* _EXTRAIT FOURNI_:
━━━━━━━━━━━━━━━━━━━━━━━━━━━━━━
C’est clair que sa vie est en France. Elle a même un petit ami qu’elle a dû quitter sans lui dire au revoir :
« Ça m'a fait mal de laisser tout le monde là-bas. J'ai beaucoup d'amis, j'ai mon petit ami, j'aime trop mon copain, j'ai pas envie de le perdre. » (Europe 1 le 16 octobre 2013). Elle
n’a même pas pu faire sa valise. Bref, voici une enfant innocente qui vit un drame exceptionnel. Ses frères et sœurs aussi du reste, mais eux n’ont pas eu à subir l’humiliation devant leurs
camarades.
Y a-t-il eu faute ?
Le Premier Ministre Jean-Marc Ayrault a demandé mercredi une
enquête administrative qui devrait lui être rendue ce vendredi 18 octobre 2013 dans la soirée (sans être forcément publiée) pour savoir s’il y a lieu de faire revenir la famille en France ou
pas. Le Défenseur des droits Dominique Baudis a lui aussi demandé le 15 octobre 2013 une enquête
administrative.
Apparemment, la faute qui pourrait être reprochée au préfet serait la manière de l’interpellation. Un préfet
n’a pas le droit d’interpeller un mineur. Il n’a en charge que les adultes. C’est seulement si un parent est d’accord que le mineur peut être interpellé par la police.
Or, ici, deux témoignages se télescopent : d’après Leonarda et ses enseignantes accompagnatrices, elle
aurait été appelée au téléphone dans le car par le maire de sa commune ; d’après le ministère et la préfecture, c’est sa mère elle-même qui l’aurait appelée. La seconde version mettrait le
préfet hors de toute faute commise dans cette affaire. Ce sera difficile sans doute de départager les deux versions (le téléphone appelant est peut-être celui d’un tiers).
━━━━━━━━━━━━━━━━━━━━━━━━━━━━━━
Enregistrements de formes étiquetées
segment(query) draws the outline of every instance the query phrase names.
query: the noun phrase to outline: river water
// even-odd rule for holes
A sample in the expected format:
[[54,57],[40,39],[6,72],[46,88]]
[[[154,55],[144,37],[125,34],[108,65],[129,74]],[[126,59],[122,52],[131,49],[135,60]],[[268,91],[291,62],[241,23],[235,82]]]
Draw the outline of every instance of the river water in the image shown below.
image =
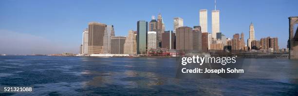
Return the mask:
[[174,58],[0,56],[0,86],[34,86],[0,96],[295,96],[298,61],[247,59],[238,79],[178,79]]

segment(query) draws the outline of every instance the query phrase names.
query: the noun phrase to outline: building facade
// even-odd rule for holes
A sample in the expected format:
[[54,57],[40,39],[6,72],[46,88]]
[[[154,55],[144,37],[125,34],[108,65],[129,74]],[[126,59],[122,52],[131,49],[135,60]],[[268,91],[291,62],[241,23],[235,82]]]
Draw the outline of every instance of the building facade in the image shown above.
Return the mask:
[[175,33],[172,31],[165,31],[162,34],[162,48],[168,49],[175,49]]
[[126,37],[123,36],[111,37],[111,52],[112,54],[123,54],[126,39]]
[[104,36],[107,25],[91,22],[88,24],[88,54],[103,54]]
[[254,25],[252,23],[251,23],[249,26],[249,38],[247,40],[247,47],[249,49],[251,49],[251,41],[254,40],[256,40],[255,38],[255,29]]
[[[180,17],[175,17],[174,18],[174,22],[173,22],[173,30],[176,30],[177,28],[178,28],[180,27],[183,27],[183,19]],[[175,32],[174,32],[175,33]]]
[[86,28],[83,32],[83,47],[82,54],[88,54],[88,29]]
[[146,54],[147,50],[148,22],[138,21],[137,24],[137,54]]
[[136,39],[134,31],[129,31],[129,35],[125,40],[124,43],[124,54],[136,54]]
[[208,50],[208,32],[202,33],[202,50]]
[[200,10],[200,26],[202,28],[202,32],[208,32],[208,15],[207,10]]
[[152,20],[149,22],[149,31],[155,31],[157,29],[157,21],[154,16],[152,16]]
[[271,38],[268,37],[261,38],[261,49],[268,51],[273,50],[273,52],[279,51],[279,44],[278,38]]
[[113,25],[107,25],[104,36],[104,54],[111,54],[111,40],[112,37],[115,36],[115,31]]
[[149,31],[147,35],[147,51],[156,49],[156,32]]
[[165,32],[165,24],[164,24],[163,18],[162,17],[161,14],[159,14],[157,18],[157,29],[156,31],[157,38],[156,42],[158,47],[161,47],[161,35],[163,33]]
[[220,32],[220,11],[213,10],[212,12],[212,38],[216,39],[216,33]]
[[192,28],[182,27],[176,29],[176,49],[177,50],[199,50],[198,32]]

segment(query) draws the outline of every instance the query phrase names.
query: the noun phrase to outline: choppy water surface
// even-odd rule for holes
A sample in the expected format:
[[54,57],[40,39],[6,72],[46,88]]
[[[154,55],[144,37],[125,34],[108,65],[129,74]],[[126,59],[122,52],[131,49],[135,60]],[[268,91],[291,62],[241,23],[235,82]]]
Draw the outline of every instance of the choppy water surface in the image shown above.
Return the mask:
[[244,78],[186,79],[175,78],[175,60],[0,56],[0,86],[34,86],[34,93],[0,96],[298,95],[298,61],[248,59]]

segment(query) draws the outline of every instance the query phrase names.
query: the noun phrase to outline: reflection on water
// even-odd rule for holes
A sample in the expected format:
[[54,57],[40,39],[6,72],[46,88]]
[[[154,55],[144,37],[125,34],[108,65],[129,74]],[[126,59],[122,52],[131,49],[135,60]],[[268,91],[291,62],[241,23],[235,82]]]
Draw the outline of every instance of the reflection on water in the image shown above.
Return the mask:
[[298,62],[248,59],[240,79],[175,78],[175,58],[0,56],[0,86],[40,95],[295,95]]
━━━━━━━━━━━━━━━━━━━━━━━━━━━━━━
* _TÂCHES PROPOSÉES_:
[A] Pouvez-vous citer l'extrait mot pour mot, de « Apparemment, la faute » jusqu'à « celui d’un tiers). » inclus ?
[B] Quelles personnes l'extrait désigne-t-il par leur nom ?
Ces enregistrements n'ont aucun lien avec l'extrait.

* _RÉPONSES ATTENDUES_:
[A]
Apparemment, la faute qui pourrait être reprochée au préfet serait la manière de l’interpellation. Un préfet
n’a pas le droit d’interpeller un mineur. Il n’a en charge que les adultes. C’est seulement si un parent est d’accord que le mineur peut être interpellé par la police.
Or, ici, deux témoignages se télescopent : d’après Leonarda et ses enseignantes accompagnatrices, elle
aurait été appelée au téléphone dans le car par le maire de sa commune ; d’après le ministère et la préfecture, c’est sa mère elle-même qui l’aurait appelée. La seconde version mettrait le
préfet hors de toute faute commise dans cette affaire. Ce sera difficile sans doute de départager les deux versions (le téléphone appelant est peut-être celui d’un tiers).

[B] Leonarda, Jean-Marc Ayrault, Dominique Baudis